■ CUPLIKAN TEKS ■
┄┄┄┄┄┄
Saya tiba di suatu pelataran terbuka yang dipenuhi jejeran pohon mapel berdaun merah karena musim gugur. Di pelataran ini tersedia satu bangku kayu sepanjang 2 meteran. Saya duduk mengasoh di bangku ini sambil menyiapkan kamera. Seorang perempuan muda berwajah kontinental (mungkin Jepang atau Cina atau Korea) terlihat asyik dengan kameranya di tempat tersebut. Praktis hanya ada kami berdua di lokasi tersebut. Sesekali beberapa pengunjung melintas di situ. Saya mulai memotret berbagai obyek, termasuk meminta perempuan tersebut memotret diri saya. Saat saya tawarin sebaliknya, perempuan itu menolak dan asyik sendiri dengan kameranya melakukan selfie.
┄┄┄┄┄┄
■ DATA TERSIMPAN ■

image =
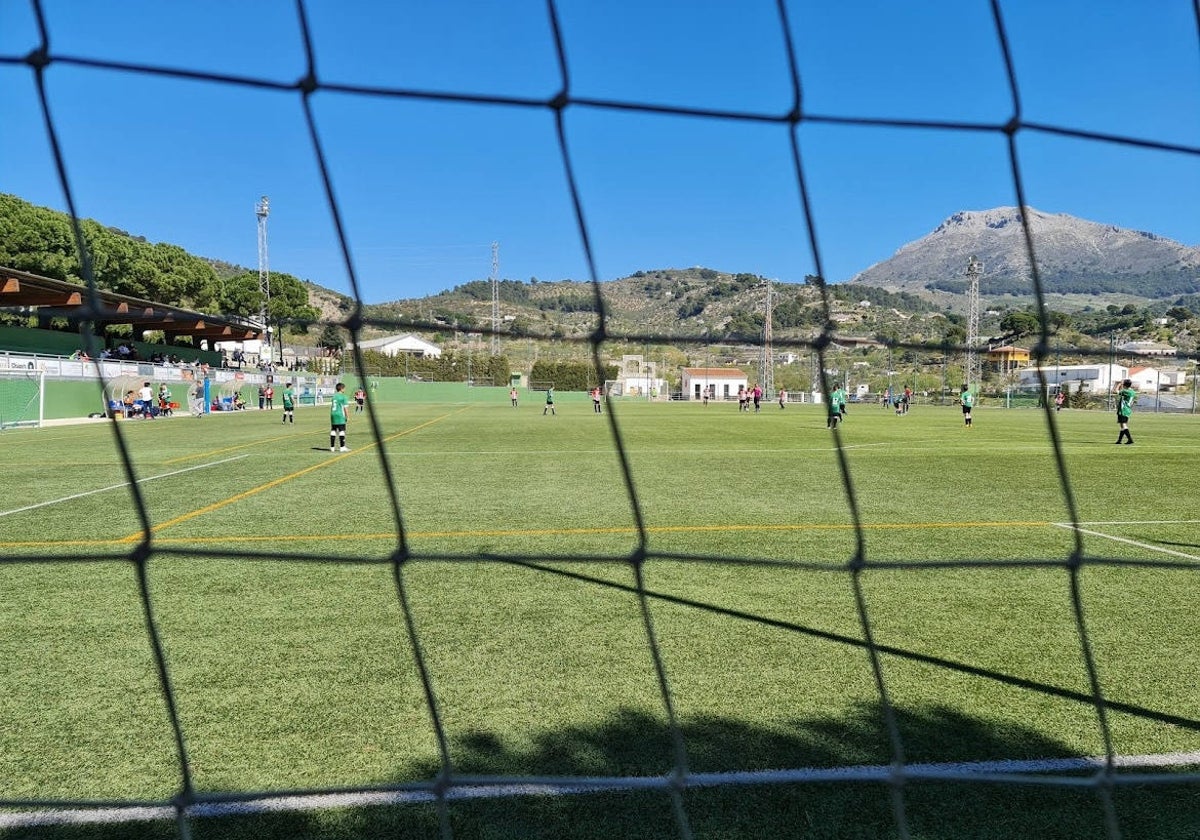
┄┄┄┄┄┄
■ YANG HARUS DIKERJAKAN ■
Kutiplah bagian cuplikan teks tanpa mengubah apa pun, mulai dari kata-kata yang memuat "Saya tiba di" dan berhenti setelah "kameranya melakukan selfie.".

■ JAWABAN TERTULIS ■
Saya tiba di suatu pelataran terbuka yang dipenuhi jejeran pohon mapel berdaun merah karena musim gugur. Di pelataran ini tersedia satu bangku kayu sepanjang 2 meteran. Saya duduk mengasoh di bangku ini sambil menyiapkan kamera. Seorang perempuan muda berwajah kontinental (mungkin Jepang atau Cina atau Korea) terlihat asyik dengan kameranya di tempat tersebut. Praktis hanya ada kami berdua di lokasi tersebut. Sesekali beberapa pengunjung melintas di situ. Saya mulai memotret berbagai obyek, termasuk meminta perempuan tersebut memotret diri saya. Saat saya tawarin sebaliknya, perempuan itu menolak dan asyik sendiri dengan kameranya melakukan selfie.